**Exercise input**.

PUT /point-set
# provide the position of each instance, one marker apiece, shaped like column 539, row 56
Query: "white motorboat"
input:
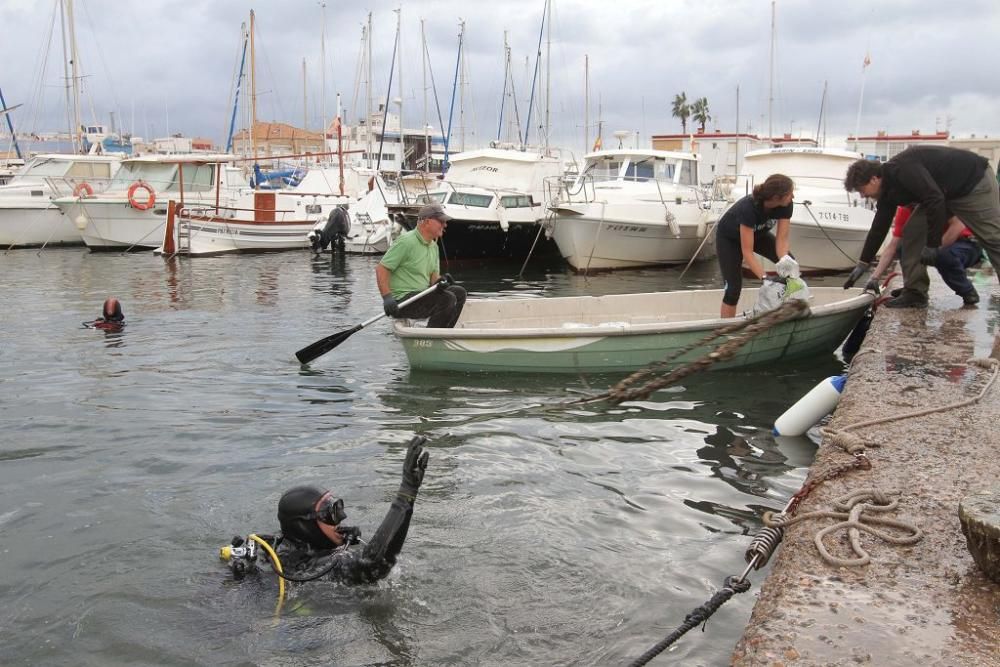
column 28, row 218
column 631, row 208
column 828, row 225
column 132, row 212
column 495, row 197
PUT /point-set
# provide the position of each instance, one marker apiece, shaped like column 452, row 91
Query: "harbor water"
column 540, row 537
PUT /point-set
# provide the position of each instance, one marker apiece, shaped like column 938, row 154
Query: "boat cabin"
column 640, row 166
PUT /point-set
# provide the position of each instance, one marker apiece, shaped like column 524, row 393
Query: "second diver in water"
column 314, row 543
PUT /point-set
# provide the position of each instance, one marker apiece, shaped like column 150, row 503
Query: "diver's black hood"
column 294, row 504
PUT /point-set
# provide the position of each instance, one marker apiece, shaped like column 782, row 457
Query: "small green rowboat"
column 620, row 333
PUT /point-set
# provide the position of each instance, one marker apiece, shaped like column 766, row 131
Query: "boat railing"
column 65, row 186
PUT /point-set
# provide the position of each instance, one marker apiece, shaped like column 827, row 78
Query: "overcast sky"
column 169, row 65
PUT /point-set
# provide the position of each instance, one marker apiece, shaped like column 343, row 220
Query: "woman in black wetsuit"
column 313, row 541
column 745, row 229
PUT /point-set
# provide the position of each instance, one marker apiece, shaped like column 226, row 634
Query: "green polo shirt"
column 412, row 260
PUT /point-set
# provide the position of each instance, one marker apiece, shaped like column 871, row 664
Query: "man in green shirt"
column 411, row 265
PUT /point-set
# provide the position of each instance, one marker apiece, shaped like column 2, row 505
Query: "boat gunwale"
column 403, row 331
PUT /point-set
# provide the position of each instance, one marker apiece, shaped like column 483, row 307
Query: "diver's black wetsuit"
column 354, row 566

**Written request**. Which lines of the data above contain the string "green"? Gather every such line in full, counting a match only when the case is the same.

**Exercise output**.
Query: "small green rowboat"
Query: "green polo shirt"
Query: "man in green shirt"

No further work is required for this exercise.